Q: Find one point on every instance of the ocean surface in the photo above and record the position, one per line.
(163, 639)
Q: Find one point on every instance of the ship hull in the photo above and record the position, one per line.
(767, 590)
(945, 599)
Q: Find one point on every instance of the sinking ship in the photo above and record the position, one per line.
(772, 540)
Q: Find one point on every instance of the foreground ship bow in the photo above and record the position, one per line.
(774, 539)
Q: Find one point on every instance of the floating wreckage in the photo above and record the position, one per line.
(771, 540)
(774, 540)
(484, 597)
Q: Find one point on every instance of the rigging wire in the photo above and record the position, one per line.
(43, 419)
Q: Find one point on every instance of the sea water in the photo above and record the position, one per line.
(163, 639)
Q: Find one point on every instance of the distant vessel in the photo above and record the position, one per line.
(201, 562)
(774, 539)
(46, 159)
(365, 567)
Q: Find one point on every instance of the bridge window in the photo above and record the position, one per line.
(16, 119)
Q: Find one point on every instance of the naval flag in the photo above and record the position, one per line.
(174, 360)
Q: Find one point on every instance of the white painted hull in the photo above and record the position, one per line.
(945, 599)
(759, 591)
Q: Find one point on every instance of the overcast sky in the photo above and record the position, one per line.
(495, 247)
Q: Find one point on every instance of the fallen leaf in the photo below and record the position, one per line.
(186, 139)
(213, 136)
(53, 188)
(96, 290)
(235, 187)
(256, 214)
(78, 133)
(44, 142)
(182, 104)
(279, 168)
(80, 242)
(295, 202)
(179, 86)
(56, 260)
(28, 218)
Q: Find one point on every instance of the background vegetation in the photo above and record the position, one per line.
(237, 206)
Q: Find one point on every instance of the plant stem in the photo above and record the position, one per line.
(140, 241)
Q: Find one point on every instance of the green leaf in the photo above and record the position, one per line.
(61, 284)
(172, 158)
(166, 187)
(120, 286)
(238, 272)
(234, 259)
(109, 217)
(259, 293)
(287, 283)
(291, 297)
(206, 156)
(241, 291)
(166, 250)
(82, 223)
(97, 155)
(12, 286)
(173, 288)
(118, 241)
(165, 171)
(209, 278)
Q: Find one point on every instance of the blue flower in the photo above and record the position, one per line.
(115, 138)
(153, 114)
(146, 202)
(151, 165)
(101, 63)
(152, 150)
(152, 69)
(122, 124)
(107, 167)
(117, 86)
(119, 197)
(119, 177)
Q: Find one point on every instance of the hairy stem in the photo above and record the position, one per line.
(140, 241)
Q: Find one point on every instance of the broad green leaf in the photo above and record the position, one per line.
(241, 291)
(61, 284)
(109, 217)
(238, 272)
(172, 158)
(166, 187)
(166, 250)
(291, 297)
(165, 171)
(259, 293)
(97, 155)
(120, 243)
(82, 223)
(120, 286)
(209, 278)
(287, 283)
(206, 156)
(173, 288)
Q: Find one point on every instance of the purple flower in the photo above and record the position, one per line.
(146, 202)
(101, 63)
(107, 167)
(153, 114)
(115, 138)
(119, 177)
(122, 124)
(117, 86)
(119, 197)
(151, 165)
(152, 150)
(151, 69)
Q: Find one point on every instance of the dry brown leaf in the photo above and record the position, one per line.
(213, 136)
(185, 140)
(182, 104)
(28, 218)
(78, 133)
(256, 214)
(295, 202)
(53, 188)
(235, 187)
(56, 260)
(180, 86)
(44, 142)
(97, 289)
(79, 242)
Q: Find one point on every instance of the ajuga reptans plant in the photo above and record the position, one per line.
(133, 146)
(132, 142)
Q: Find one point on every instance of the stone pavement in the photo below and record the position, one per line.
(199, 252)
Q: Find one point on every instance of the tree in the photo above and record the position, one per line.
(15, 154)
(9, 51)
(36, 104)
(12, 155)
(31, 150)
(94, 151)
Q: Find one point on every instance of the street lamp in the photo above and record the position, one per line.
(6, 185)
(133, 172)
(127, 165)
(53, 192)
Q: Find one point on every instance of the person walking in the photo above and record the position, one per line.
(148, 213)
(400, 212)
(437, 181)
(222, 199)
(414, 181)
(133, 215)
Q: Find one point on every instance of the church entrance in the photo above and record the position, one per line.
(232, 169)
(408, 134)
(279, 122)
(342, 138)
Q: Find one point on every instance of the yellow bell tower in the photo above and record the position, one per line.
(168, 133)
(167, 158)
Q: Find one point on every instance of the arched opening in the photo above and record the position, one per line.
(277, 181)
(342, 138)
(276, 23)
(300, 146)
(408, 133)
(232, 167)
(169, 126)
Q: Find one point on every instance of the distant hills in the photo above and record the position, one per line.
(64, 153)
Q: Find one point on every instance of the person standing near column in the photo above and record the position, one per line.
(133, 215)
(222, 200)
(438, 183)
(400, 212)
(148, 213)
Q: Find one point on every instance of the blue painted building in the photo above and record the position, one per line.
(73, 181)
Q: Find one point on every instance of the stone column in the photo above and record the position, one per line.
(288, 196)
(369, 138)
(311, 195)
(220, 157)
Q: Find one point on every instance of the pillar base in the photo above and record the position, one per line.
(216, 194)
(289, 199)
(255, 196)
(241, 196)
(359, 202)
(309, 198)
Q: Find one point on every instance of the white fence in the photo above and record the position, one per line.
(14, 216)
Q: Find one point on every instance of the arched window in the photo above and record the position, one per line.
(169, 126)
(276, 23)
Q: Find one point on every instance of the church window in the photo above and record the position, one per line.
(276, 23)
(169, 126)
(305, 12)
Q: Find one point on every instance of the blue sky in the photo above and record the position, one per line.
■ ■ ■ ■ ■ ■ ■
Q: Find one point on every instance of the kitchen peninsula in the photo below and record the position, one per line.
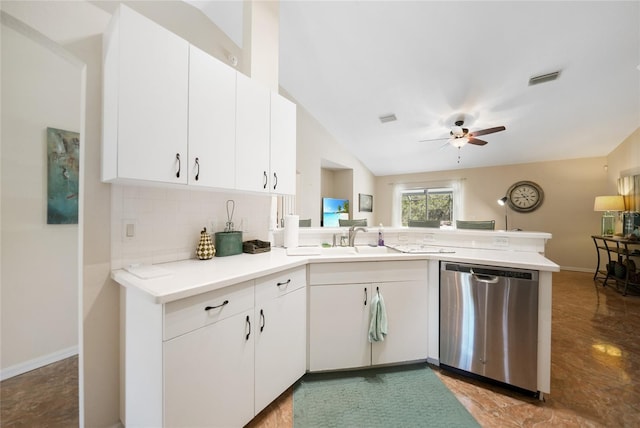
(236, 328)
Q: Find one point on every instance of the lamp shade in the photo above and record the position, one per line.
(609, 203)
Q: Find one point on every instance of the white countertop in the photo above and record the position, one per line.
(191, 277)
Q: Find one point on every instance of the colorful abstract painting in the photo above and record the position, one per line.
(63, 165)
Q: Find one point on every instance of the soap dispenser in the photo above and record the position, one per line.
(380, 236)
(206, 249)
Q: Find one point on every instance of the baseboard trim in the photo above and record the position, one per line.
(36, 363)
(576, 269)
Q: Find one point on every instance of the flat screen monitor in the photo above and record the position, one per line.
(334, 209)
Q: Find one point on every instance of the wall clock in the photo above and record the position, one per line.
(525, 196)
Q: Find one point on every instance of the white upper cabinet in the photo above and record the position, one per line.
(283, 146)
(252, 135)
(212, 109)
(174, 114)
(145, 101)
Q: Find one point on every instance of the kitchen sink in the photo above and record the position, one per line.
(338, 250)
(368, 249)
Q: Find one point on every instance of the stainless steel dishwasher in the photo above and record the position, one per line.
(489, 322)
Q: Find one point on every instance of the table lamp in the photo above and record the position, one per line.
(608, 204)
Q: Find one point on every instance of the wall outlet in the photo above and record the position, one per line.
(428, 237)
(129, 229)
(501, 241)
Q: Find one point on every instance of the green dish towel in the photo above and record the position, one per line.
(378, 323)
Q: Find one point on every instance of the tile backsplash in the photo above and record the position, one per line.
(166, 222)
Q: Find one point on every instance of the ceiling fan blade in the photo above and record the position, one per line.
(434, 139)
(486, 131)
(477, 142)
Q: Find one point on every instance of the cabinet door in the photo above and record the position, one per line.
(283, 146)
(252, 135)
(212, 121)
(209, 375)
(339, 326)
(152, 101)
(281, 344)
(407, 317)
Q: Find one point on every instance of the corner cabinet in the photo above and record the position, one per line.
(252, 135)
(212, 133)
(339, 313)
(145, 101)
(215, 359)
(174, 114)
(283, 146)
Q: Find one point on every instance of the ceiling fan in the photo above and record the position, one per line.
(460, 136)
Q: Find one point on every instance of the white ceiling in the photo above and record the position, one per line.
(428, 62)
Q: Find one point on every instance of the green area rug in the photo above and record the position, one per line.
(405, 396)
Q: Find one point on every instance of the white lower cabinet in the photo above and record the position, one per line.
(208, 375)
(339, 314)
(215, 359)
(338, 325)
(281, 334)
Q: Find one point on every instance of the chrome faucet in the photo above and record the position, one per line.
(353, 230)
■ ■ ■ ■ ■ ■ ■
* WHAT YOU WILL DO *
Show each line of the data above that contains the word "white".

* WRITTEN ANSWER *
Q: Find one point on every instance of the white painted hull in the photo above and record the position, one per line.
Q: Find one point on every instance of the white fence in the photo above and record the position, one per line.
Q: Find one point on every instance of the white countertop in the photo above and record the position, one per line.
Q: Find one point on every instance of the white upper cabinet in the photo above and record the position, one per line.
Q: Find one point on every instance of the white ceiling in the photo above and record the position, one per line.
Q: Find one point on every instance of the white lower cabinet in the photo above and record the position, one per line.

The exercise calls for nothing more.